GIVEN EXERCISE: Turn the items below into a two-column CSV with the headers "text" and "answer", one row per item. Put each item's text and its answer in a single quoted field, swap any line breaks for spaces, and leave the pictures out.

SUPPLIED MATERIAL:
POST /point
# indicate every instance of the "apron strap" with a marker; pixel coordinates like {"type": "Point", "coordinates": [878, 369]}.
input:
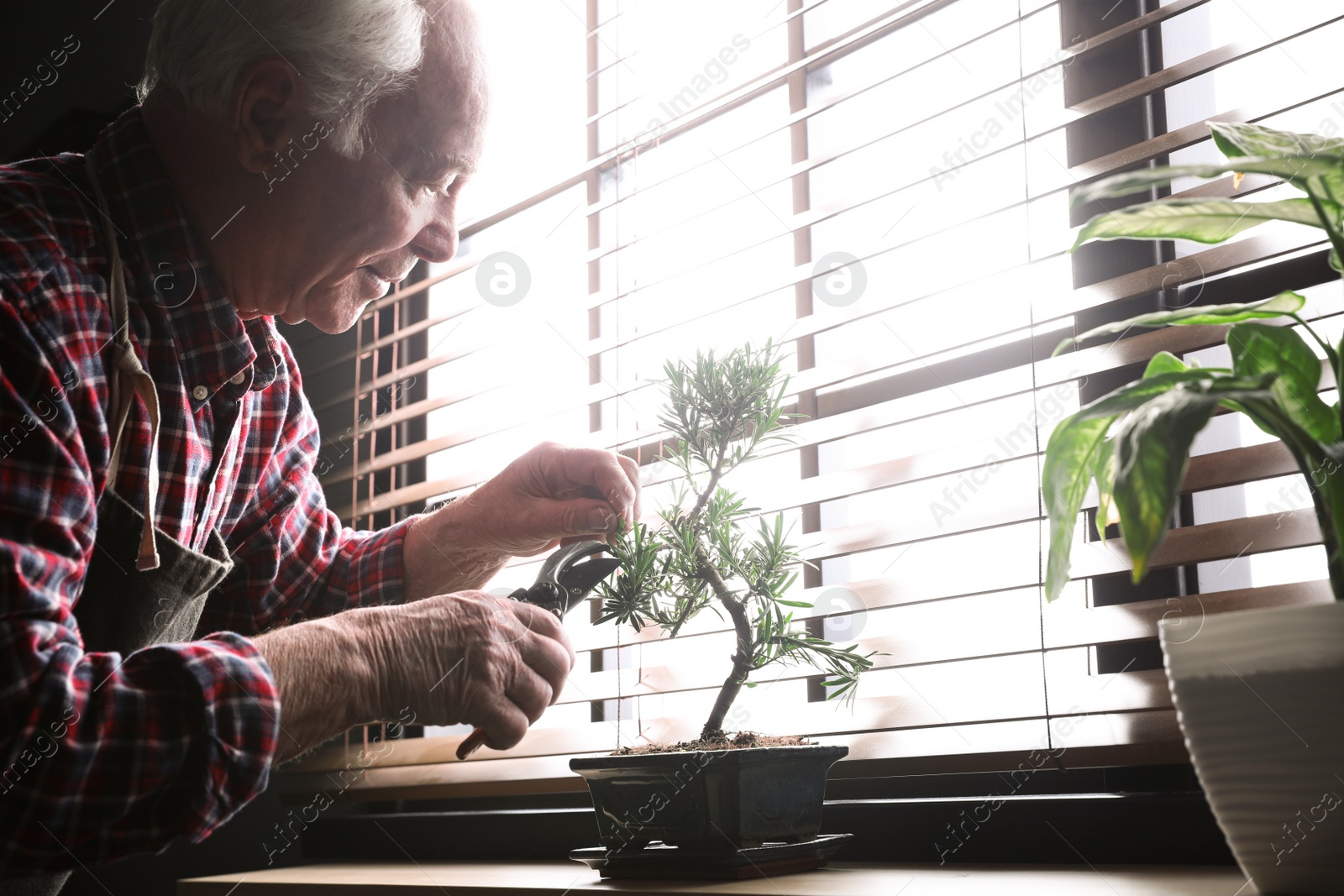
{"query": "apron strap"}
{"type": "Point", "coordinates": [128, 371]}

ANSWER TO THIS EXERCISE:
text,answer
"POST /point # indicate every instance of the ""apron strap"" with a marker; pixel coordinates like {""type"": ""Point"", ""coordinates"": [878, 369]}. input: {""query"": ""apron strap""}","{""type"": ""Point"", ""coordinates"": [128, 371]}"